§ **Problem description**
Format the records from their first line through the line containing "Inside and outside" as a Markdown table with the columns Row and Text, giving each line its row number and omitting blank lines. Include only that stretch.

§ **Records for the task**
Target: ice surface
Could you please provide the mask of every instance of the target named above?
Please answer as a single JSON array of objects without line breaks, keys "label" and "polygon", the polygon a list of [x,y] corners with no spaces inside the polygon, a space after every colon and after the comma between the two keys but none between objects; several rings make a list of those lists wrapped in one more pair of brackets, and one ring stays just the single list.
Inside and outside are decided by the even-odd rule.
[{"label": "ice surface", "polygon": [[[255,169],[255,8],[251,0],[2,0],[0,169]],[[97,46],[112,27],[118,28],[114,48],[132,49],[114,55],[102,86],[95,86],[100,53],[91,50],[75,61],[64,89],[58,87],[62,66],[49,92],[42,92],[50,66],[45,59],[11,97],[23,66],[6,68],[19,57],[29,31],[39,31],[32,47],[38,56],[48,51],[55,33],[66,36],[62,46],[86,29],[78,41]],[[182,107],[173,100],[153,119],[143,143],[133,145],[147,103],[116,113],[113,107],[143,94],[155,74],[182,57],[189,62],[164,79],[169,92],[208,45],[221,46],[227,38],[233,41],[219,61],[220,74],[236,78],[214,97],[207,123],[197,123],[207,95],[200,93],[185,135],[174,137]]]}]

§ **Worked answer**
| Row | Text |
|---|---|
| 1 | Target: ice surface |
| 2 | Could you please provide the mask of every instance of the target named above? |
| 3 | Please answer as a single JSON array of objects without line breaks, keys "label" and "polygon", the polygon a list of [x,y] corners with no spaces inside the polygon, a space after every colon and after the comma between the two keys but none between objects; several rings make a list of those lists wrapped in one more pair of brackets, and one ring stays just the single list. |
| 4 | Inside and outside are decided by the even-odd rule. |